TASK REQUIREMENTS
Copy every line of the entries that includes the word "pixel".

EXCERPTED DATA

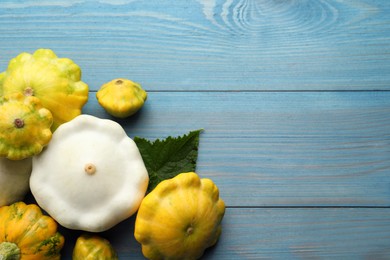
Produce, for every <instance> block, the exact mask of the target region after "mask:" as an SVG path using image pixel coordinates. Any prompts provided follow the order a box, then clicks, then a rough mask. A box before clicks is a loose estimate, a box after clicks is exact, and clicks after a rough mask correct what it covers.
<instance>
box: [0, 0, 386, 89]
mask: <svg viewBox="0 0 390 260" xmlns="http://www.w3.org/2000/svg"><path fill="white" fill-rule="evenodd" d="M389 12H390V2H389V1H378V0H375V1H362V0H358V1H336V0H323V1H301V0H290V1H275V0H273V1H257V0H198V1H195V0H185V1H177V2H175V3H174V4H173V3H172V1H167V0H164V1H160V0H150V1H147V2H145V1H141V0H117V1H83V0H77V1H76V0H73V1H63V0H61V1H60V0H55V1H39V2H37V1H18V2H15V1H11V0H5V1H2V4H1V6H0V33H1V35H2V37H1V38H0V51H1V59H0V68H2V70H4V69H5V68H6V65H7V62H8V60H9V59H10V58H12V57H14V56H15V55H17V54H18V53H19V52H22V51H29V52H32V51H34V50H35V49H37V48H52V49H53V50H54V51H55V52H56V53H57V54H58V55H60V56H63V57H69V58H72V59H74V60H75V61H76V62H77V63H78V64H79V65H80V66H81V68H82V69H83V72H84V80H85V81H86V82H87V83H89V84H90V87H91V89H92V90H96V89H97V88H98V87H100V86H101V85H102V84H103V83H104V82H107V81H109V80H111V79H113V78H116V77H127V78H131V79H133V80H135V81H138V82H140V83H142V84H143V85H144V87H145V88H146V89H148V90H219V91H223V90H237V89H240V90H271V91H274V90H389V84H388V82H389V81H390V65H389V64H390V63H389V60H390V54H389V53H390V49H389V48H390V47H389V46H390V45H389V44H388V43H389V42H390V22H389V21H390V16H389V15H387V14H388V13H389Z"/></svg>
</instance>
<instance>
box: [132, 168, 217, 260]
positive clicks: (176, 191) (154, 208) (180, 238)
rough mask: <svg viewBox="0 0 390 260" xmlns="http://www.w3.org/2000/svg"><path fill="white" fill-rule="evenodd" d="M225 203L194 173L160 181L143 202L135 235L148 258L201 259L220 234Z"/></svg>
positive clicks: (207, 184) (212, 183)
mask: <svg viewBox="0 0 390 260" xmlns="http://www.w3.org/2000/svg"><path fill="white" fill-rule="evenodd" d="M224 213H225V204H224V202H223V200H222V199H220V198H219V190H218V188H217V186H216V185H215V184H214V183H213V182H212V181H211V180H210V179H200V178H199V176H198V175H197V174H196V173H194V172H188V173H181V174H179V175H177V176H176V177H174V178H172V179H168V180H164V181H162V182H160V183H159V184H158V185H157V187H156V188H155V189H154V190H152V191H151V192H150V193H149V194H148V195H147V196H146V197H145V198H144V200H143V201H142V203H141V206H140V208H139V210H138V214H137V217H136V222H135V231H134V236H135V238H136V240H137V241H138V242H139V243H141V245H142V252H143V254H144V256H145V257H146V258H148V259H198V258H200V257H201V256H202V255H203V253H204V250H205V249H206V248H208V247H210V246H213V245H214V244H215V243H216V242H217V240H218V238H219V236H220V234H221V221H222V218H223V216H224Z"/></svg>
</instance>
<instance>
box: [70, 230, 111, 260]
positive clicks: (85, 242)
mask: <svg viewBox="0 0 390 260" xmlns="http://www.w3.org/2000/svg"><path fill="white" fill-rule="evenodd" d="M117 259H118V256H117V254H116V252H115V250H114V248H113V247H112V246H111V244H110V242H109V241H108V240H107V239H105V238H103V237H101V236H98V235H96V234H83V235H81V236H79V237H78V238H77V240H76V245H75V247H74V249H73V256H72V260H117Z"/></svg>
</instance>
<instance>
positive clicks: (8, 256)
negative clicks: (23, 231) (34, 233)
mask: <svg viewBox="0 0 390 260" xmlns="http://www.w3.org/2000/svg"><path fill="white" fill-rule="evenodd" d="M0 259H1V260H19V259H20V249H19V247H18V246H17V245H16V244H15V243H11V242H1V243H0Z"/></svg>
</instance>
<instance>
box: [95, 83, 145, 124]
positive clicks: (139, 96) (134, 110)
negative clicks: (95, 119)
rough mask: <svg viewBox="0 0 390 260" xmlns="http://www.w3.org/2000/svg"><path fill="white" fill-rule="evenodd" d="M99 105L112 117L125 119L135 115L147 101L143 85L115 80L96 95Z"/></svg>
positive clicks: (97, 92)
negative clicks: (143, 87) (124, 118)
mask: <svg viewBox="0 0 390 260" xmlns="http://www.w3.org/2000/svg"><path fill="white" fill-rule="evenodd" d="M96 98H97V100H98V102H99V104H100V105H101V106H102V107H103V108H104V109H105V110H106V111H107V113H109V114H110V115H112V116H115V117H119V118H125V117H128V116H131V115H133V114H135V113H136V112H137V111H138V110H139V109H140V108H141V107H142V106H143V105H144V102H145V101H146V99H147V93H146V91H145V90H143V89H142V87H141V85H140V84H138V83H136V82H133V81H131V80H129V79H123V78H119V79H114V80H112V81H110V82H107V83H105V84H103V86H101V88H100V89H99V91H98V92H97V93H96Z"/></svg>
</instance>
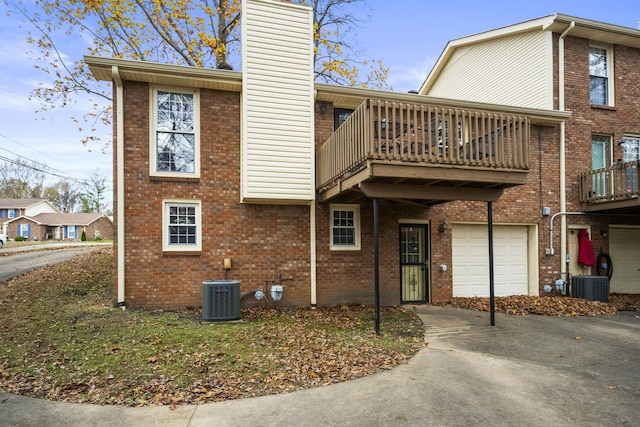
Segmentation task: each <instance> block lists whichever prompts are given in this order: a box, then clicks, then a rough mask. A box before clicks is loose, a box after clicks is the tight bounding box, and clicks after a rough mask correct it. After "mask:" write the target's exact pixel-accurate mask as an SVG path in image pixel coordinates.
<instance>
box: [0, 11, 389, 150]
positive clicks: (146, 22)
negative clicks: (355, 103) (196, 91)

WRITTEN RESPONSE
Produce, for every <instance> block, the exact mask of the target region after "mask:" as an SVG path using image pixel coordinates. Any prompts provided follow the order a box, then clicks, then a rough mask. A box before clicks is a loose estimate, a box after clicks is exact, and clicks after a rough mask correct what it covers.
Segmentation task: each <instance> block lists whichever prompts are given in this order: a box, then clicks, then a rough mask. A box before clicks is loose, a box after clicks is the tight bounding box, and clicks after a rough mask correct it. After "mask:" write the target's exact pixel-accurate mask as an SVG path in image pixel coordinates.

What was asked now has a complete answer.